● **The request**
Would you copy out, word for word, everything in the listing below from the line containing "Kindly provide the mask of every instance of the dark" down to the end of the listing, including both the first and last lines?
### Data extract ###
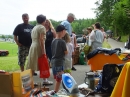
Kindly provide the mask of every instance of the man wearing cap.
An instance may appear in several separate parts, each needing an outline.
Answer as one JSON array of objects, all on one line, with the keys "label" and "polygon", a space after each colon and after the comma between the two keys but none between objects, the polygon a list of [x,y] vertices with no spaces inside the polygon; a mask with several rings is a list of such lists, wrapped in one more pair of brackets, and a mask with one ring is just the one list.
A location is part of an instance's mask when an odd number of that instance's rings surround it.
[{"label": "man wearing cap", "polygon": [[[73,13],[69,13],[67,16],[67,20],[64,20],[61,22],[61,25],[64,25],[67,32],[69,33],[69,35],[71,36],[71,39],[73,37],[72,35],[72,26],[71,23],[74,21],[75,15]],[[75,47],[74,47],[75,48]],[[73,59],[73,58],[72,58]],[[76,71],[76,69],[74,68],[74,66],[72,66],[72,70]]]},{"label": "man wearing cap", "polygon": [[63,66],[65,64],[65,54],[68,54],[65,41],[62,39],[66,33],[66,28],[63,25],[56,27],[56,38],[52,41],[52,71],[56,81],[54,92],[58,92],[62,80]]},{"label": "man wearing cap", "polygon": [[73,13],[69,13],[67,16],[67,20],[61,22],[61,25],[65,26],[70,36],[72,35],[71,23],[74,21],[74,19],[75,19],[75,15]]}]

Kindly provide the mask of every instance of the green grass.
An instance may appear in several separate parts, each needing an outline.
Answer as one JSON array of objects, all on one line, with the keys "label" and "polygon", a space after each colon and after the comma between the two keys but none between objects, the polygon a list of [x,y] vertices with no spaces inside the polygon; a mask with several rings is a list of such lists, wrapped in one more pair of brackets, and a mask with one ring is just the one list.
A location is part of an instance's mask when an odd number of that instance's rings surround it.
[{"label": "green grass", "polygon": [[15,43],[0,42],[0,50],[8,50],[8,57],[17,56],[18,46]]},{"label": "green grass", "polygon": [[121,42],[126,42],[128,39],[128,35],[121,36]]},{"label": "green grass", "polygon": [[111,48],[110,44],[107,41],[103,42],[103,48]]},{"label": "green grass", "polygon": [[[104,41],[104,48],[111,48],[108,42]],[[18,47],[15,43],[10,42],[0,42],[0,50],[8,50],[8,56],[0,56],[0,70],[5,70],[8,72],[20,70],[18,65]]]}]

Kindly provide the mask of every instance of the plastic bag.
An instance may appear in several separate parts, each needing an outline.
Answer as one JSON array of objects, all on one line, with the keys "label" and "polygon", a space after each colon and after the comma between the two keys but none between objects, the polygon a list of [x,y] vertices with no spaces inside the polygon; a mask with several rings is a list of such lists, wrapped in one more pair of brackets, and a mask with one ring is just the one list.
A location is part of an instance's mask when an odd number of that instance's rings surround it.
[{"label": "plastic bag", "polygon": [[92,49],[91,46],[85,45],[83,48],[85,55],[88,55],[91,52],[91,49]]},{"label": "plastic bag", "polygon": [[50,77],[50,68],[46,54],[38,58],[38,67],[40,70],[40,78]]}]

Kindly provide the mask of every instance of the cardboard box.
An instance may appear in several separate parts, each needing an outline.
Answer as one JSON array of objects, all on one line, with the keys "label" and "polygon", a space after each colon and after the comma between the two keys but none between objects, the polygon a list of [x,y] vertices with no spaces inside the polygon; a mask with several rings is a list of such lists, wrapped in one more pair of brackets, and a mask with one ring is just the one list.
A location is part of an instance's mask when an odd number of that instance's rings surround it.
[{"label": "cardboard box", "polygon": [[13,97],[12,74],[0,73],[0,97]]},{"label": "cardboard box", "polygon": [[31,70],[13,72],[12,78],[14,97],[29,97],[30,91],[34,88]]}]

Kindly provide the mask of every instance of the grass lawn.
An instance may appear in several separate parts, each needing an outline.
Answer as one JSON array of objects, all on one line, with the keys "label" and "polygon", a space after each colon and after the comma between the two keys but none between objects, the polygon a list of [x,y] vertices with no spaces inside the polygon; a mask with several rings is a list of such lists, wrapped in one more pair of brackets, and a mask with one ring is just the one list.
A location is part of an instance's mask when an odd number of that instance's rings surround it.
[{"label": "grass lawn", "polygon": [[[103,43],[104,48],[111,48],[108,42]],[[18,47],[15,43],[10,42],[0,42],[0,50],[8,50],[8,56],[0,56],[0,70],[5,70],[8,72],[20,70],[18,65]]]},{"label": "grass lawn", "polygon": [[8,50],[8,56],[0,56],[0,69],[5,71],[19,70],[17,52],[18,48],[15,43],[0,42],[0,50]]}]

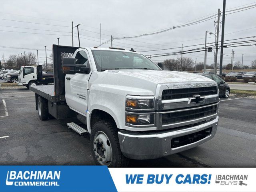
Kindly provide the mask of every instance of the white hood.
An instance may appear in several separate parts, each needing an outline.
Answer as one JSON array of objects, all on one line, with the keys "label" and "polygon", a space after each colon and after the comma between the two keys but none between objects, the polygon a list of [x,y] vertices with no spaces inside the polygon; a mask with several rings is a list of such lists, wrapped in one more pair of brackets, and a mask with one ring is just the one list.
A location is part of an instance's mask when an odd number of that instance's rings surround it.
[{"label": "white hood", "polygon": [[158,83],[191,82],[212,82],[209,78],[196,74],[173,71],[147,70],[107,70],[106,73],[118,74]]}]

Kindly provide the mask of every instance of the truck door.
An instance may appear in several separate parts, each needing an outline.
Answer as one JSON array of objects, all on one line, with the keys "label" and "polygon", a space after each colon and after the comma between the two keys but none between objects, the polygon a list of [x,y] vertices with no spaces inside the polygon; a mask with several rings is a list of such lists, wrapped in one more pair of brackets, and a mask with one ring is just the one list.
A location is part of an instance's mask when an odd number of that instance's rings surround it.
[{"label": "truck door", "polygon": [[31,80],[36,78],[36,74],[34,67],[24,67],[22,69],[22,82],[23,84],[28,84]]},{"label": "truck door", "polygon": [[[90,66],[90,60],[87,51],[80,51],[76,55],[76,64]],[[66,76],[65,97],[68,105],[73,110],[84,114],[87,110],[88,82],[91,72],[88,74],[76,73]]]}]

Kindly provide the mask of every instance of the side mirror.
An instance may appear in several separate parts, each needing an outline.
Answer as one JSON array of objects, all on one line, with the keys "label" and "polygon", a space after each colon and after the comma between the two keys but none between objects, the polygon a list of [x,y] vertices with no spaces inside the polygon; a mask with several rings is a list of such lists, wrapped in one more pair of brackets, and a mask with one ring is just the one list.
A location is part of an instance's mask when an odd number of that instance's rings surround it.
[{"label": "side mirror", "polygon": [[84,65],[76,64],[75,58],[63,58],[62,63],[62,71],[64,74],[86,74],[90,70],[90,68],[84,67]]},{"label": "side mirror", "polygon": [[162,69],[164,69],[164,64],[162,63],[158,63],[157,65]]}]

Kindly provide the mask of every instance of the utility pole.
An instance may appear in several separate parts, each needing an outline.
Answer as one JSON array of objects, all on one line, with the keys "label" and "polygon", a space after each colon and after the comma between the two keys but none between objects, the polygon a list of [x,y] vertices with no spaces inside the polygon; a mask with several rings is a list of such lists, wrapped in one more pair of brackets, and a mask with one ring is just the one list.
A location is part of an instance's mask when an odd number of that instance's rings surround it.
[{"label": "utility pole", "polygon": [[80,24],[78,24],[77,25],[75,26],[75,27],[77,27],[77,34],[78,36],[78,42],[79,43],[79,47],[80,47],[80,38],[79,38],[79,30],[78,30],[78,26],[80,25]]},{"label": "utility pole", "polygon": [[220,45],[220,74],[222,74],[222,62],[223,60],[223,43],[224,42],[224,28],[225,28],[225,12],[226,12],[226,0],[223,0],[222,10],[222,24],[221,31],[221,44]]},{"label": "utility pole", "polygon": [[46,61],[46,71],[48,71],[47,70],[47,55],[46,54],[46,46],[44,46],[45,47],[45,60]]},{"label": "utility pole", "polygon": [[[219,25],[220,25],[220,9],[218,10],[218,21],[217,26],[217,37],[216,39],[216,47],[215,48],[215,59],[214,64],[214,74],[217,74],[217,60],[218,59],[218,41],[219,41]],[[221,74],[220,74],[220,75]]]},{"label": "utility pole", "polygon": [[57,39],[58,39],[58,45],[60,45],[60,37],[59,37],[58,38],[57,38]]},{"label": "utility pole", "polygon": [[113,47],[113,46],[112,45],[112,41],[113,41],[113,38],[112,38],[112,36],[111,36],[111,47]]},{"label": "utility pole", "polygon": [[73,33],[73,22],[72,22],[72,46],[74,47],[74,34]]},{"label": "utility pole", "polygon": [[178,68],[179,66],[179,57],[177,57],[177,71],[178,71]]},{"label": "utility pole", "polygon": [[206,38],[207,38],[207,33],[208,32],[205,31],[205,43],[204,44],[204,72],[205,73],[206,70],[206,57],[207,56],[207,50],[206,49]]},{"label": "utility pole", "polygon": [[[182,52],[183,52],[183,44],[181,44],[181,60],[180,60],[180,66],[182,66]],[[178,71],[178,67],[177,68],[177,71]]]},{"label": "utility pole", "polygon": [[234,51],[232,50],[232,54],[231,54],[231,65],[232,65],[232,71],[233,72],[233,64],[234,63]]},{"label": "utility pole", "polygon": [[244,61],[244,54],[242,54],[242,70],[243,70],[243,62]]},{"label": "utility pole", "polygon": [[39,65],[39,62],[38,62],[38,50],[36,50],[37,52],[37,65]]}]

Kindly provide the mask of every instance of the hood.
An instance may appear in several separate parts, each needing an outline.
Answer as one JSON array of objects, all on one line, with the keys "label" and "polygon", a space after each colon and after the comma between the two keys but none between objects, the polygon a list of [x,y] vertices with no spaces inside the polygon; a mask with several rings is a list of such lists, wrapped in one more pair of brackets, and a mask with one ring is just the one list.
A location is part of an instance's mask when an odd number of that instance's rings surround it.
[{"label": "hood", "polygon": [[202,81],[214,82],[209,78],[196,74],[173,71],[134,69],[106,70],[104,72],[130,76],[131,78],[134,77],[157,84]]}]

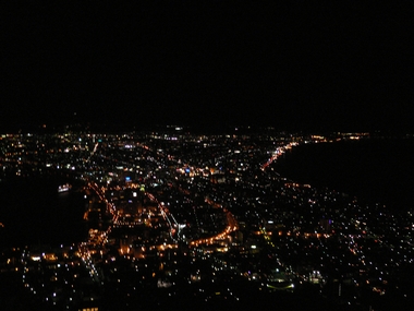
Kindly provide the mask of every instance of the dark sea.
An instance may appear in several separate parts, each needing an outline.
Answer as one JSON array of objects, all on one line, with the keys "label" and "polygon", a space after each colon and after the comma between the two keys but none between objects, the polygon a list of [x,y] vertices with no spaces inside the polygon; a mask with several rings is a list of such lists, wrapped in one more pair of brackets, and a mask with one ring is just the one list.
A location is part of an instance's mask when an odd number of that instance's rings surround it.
###
● **Solution to this problem**
Kindly provide the mask of every instance of the dark sea.
An instance may appear in several separate parts, each needing an outline.
Answer as one JSON array of objects, all on one line, with the keys "label" and "polygon", a space after each colon and after the comma between the two keys but none between objects, the polygon a list of [x,y] vertices with no spaces inside the polygon; a mask with several rings is a list of such lists, wrapped in one more pair of brackets, and a mask with one ring is just the one list.
A location is part of an instance's mask when an odd number of that instance's rings surround it.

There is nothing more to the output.